### What is required
Copy verbatim the lines in the rows below, starting at the line that contains "capital and give its position." and stopping after the line that contains "262,191 -> 278,207".

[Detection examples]
:::::

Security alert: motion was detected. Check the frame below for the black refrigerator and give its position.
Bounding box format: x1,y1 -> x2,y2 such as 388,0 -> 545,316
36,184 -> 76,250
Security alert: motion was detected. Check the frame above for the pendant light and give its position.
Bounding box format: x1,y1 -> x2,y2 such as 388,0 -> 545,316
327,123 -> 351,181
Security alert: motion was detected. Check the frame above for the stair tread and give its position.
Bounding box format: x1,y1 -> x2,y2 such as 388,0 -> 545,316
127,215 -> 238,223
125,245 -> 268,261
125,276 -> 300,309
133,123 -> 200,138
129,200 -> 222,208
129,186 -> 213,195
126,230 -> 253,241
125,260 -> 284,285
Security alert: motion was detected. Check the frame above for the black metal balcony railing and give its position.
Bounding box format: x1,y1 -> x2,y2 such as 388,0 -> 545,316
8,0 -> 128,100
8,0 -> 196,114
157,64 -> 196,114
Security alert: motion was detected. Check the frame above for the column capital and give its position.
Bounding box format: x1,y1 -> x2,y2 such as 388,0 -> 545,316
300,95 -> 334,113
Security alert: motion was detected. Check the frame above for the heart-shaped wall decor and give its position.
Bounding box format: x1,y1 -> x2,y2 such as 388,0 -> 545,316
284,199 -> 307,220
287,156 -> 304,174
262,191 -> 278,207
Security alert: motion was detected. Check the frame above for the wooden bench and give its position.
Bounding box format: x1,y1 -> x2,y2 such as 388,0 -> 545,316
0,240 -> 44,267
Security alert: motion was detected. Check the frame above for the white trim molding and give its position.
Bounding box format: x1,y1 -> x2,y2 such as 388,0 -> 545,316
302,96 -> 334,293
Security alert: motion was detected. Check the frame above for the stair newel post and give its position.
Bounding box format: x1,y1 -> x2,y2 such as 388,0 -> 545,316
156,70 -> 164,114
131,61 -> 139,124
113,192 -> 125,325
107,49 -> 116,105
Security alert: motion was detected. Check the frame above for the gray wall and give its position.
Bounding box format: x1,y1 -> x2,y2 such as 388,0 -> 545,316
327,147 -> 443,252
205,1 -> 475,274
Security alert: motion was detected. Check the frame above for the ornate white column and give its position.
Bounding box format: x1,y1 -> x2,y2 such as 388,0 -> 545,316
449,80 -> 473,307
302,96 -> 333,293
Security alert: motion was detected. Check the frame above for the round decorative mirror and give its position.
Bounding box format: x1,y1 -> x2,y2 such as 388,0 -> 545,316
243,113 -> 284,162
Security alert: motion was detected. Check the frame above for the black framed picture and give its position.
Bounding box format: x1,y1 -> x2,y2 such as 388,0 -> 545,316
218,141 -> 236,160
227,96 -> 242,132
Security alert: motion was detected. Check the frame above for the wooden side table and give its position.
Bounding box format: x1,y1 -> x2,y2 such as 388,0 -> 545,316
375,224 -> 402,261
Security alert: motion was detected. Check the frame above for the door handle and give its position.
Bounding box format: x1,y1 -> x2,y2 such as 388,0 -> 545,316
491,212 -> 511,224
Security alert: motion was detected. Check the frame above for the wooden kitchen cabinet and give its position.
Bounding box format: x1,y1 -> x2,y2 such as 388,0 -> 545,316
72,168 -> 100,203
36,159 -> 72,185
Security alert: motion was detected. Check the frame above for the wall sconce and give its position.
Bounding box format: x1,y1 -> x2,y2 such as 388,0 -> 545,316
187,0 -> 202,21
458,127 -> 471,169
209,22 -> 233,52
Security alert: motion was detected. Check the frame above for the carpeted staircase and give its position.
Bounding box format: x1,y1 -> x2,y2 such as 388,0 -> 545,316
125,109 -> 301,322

:::::

### Problem solution
Security alert: motion was detected. Check the frame above for the column capital and give its position.
Bounding box format: x1,y1 -> x2,y2 such as 388,0 -> 545,316
300,95 -> 334,113
Security alert: motion was detected. Check the frame above for the heart-shaped wall decor and give its position.
Bounding box format: x1,y1 -> x2,y2 such as 388,0 -> 545,316
284,199 -> 307,220
287,156 -> 304,174
262,191 -> 278,207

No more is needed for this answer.